TASK TO COMPLETE: Please reproduce the entries in full. Keep every character the same.

* * * *

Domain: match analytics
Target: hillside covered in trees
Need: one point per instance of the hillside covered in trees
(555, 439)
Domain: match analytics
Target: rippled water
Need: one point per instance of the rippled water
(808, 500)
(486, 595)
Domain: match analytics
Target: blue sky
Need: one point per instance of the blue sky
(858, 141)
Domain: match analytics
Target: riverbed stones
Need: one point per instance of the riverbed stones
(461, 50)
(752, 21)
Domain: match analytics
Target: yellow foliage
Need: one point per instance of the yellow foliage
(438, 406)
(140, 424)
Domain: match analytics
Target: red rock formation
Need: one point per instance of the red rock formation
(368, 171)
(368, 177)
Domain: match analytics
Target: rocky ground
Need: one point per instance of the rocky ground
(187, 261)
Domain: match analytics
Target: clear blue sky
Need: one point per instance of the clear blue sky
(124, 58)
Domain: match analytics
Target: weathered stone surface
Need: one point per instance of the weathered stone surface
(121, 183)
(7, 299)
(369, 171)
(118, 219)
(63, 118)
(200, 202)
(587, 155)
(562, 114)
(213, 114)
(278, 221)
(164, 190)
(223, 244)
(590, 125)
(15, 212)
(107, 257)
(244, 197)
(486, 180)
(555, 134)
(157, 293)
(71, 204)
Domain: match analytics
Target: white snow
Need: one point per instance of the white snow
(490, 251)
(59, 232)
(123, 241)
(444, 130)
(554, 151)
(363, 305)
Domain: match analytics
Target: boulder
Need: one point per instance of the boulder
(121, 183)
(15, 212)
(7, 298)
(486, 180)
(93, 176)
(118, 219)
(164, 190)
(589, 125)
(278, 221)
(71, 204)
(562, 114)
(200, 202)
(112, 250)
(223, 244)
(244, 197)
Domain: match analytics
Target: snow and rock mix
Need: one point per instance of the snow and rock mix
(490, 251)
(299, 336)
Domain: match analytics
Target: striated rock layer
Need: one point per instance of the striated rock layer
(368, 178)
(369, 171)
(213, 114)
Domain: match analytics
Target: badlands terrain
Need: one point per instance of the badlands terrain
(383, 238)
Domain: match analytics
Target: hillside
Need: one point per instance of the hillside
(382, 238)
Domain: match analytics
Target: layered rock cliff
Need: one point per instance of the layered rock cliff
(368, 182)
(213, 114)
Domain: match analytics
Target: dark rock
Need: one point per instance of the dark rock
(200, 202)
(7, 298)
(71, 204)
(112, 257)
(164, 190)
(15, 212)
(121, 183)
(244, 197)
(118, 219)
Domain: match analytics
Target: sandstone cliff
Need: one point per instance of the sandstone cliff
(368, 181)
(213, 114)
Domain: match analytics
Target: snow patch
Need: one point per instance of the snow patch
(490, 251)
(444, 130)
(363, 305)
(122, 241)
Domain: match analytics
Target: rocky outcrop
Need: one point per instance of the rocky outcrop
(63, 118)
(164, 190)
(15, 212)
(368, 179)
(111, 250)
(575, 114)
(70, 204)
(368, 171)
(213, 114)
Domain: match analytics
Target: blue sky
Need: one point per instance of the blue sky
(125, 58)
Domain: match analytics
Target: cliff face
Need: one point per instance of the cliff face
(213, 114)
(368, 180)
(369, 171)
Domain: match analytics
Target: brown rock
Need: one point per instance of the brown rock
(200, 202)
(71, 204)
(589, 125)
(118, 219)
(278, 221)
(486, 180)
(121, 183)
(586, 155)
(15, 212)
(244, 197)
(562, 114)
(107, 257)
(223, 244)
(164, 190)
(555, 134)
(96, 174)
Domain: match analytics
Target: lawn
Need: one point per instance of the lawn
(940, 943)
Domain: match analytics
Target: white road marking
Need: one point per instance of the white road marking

* * * *

SOLUTION TO THIS PROBLEM:
Domain: match analytics
Target: hillside covered in trees
Need: one point per instance of the hillside covered in trees
(555, 439)
Domain: match analytics
Target: rippled water
Need: one point per instance of the rippled water
(808, 500)
(486, 595)
Domain: match analytics
Target: blue sky
Need: one point per instance of the blue sky
(858, 141)
Domain: match analytics
Target: riverbed stones
Need: one point per instance of the riverbed stones
(461, 50)
(752, 21)
Domain: match analytics
Target: yellow foliage
Need: one point per instance of the yellow foliage
(438, 406)
(140, 424)
Domain: match analytics
Target: red rock formation
Need: one point per instance of the red rock formation
(368, 171)
(368, 177)
Domain: match analytics
Target: rocky ground
Need: one point per instance of the rocky ground
(187, 261)
Domain: match analytics
Target: clear blue sky
Need: one point per instance of the clear blue sky
(124, 58)
Domain: match analytics
Target: weathered stone surface
Need: one point per instance of the weathered stone surface
(121, 183)
(7, 299)
(369, 171)
(118, 219)
(63, 118)
(200, 202)
(587, 155)
(562, 114)
(213, 114)
(278, 221)
(164, 190)
(223, 244)
(590, 125)
(15, 212)
(107, 257)
(244, 197)
(486, 180)
(555, 134)
(157, 293)
(71, 204)
Domain: match analytics
Target: white snow
Need: one point per instance of the white snow
(490, 251)
(59, 232)
(123, 241)
(444, 130)
(554, 151)
(363, 305)
Domain: match analytics
Target: boulder
Need: one point per instance of the boulder
(121, 183)
(15, 212)
(7, 298)
(486, 180)
(93, 176)
(118, 219)
(164, 190)
(589, 125)
(278, 221)
(71, 204)
(562, 114)
(200, 202)
(112, 250)
(223, 244)
(244, 197)
Domain: match analytics
Target: snow and rock mix
Need: one point per instance of the snow and rock mix
(490, 251)
(299, 336)
Domain: match analytics
Target: striated rock layer
Need: one point per instance of the striated rock layer
(368, 178)
(369, 171)
(213, 114)
Domain: match analytics
Target: badlands terrain
Need: one point per instance of the badlands terrain
(383, 238)
Domain: match analytics
Target: hillside
Need: one point per instance of the hillside
(382, 238)
Domain: match analytics
Target: layered rock cliff
Need: one point per instance of the layered rock cliff
(368, 182)
(213, 114)
Domain: match analytics
Target: dark rock
Need: one point per instance of the dark rock
(200, 202)
(7, 298)
(71, 204)
(112, 257)
(164, 190)
(15, 212)
(121, 183)
(244, 197)
(118, 219)
Domain: match analytics
Target: sandstone cliff
Need: one point per instance of the sandstone cliff
(368, 181)
(213, 114)
Domain: match analytics
Target: snow patch
Need: one point per instance of the snow patch
(490, 251)
(444, 130)
(363, 305)
(122, 241)
Domain: match analytics
Target: rocky outcrop
Need: one point per instance of the rocky outcrop
(63, 118)
(164, 190)
(15, 212)
(368, 179)
(111, 250)
(575, 114)
(70, 204)
(368, 171)
(213, 114)
Domain: match analytics
Target: blue sky
Need: one point per instance of the blue sky
(125, 58)
Domain: match analytics
Target: cliff face
Need: one point per instance of the cliff face
(213, 114)
(368, 180)
(369, 171)
Domain: match analytics
Target: brown rock
Need: one point per instance of the brown rock
(200, 202)
(71, 204)
(589, 125)
(118, 219)
(278, 221)
(486, 180)
(121, 183)
(586, 155)
(15, 212)
(244, 197)
(562, 114)
(107, 257)
(223, 244)
(164, 190)
(555, 134)
(96, 174)
Domain: match analytics
Target: lawn
Need: one point per instance of the lawn
(940, 943)
Domain: match analytics
Target: white road marking
Need: one point per instance of the white road marking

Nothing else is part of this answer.